● Usa le informazioni
**A)** Nel brano sul film di Ayer, quali sono i protagonisti della saga in cui veniva inserita la storia della Suicide Squad? Elencali tutti.
**B)** Nel brano sul film di Ayer, a quale modello si rifaceva la scelta di inserire la Suicide Squad nella linea narrativa della saga?
**C)** Riprendi il brano sul film di Ayer dal punto in cui si ferma e vai avanti.

***** Estratto

Il film di Ayer cercava di rispettare le esigenze di continuità del macroracconto Dc innestando, sul modello del Marvel Cinematic Universe, la storia della Suicide Squad nella linea narrativa della saga di Batman, Superman e Wonder Woman. E insieme puntava sul tono adulto e problematico delle pellicole Dc, creando personaggi ambigui che si muovevano in una zona grigia morale e psichica, però pure anche con un lato graffiante e scanzonato alla Deadpool (ancora Marvel). Il risultato però fu un racconto sfilacciato incapace di fondere i vari registri, con personaggi che facevano ridere quando dovevano risultare seri e una vicenda che, invece di raggiungere l’agognato tono da noir supereroistico, finiva per scadere nella parodia di sé stesso.

**********
***** Contenuto del dataset

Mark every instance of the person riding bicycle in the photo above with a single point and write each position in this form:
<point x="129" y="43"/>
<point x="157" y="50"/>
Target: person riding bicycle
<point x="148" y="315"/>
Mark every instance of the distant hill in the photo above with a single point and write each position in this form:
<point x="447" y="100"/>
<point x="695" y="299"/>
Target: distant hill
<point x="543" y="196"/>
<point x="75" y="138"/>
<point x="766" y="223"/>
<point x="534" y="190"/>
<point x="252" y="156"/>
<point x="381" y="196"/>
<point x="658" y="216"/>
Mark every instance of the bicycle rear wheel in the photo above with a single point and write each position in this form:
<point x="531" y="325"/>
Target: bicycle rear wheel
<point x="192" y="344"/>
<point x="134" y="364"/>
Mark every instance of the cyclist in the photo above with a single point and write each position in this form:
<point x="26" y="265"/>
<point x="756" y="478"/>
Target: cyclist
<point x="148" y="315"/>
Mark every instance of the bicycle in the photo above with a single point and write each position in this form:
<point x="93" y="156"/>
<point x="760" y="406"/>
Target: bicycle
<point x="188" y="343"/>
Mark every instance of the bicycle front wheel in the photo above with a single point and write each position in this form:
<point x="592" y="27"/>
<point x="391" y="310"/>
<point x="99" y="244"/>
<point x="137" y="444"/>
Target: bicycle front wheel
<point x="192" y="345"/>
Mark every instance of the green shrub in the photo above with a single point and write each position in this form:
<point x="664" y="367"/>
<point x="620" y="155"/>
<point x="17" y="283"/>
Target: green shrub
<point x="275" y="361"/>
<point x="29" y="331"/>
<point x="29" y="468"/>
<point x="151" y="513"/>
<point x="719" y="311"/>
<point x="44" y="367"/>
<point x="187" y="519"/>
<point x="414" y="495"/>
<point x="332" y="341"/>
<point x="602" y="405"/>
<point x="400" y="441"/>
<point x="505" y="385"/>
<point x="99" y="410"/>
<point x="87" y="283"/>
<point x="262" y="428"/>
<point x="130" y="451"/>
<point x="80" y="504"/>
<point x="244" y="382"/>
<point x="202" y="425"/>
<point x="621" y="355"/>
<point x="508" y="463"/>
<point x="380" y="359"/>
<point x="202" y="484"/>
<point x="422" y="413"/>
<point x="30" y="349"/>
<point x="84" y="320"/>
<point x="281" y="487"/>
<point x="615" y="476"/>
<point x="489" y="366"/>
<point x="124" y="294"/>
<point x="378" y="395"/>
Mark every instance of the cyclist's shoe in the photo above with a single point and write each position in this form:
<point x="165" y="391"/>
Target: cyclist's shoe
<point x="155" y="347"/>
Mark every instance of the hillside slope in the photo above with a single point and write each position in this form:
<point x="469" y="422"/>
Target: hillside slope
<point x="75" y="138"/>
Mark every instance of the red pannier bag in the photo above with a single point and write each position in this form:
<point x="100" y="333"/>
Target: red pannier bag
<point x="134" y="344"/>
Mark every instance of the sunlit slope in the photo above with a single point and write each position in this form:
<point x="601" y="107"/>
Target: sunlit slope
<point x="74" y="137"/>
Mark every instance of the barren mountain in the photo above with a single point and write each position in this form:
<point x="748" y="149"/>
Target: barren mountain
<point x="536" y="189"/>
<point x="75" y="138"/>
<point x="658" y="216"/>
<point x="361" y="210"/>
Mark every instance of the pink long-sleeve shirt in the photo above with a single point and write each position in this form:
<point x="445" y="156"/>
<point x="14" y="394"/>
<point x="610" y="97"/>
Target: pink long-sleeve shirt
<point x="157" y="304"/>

**********

● Elenco risposte
**A)** Batman, Superman, Wonder Woman

**B)** Al Marvel Cinematic Universe.

**C)**
Ecco, quello che invece sa fare meglio James Gunn, uno che s’è fatto le ossa nel cinema indipendente della Troma con film esplicitamente di genere, è proprio mescolare i toni, con horror come Slither in cui lo splatter va di pari passo con l’ironia, e dietro le efferatezze fa capolino il graffio sarcastico e, moderatamente, politico. Perciò, messa da parte momentaneamente l’esperienza alla Marvel col dittico dei Guardiani Della Galassia – celebrato e però, potremmo dire, girato con il freno a mano satirico tirato – una volta sbarcato alla DC Gunn ha potuto realizzare con The Suicide Squad – Missione Suicida un film che, nel bene e nel male, gli assomiglia davvero.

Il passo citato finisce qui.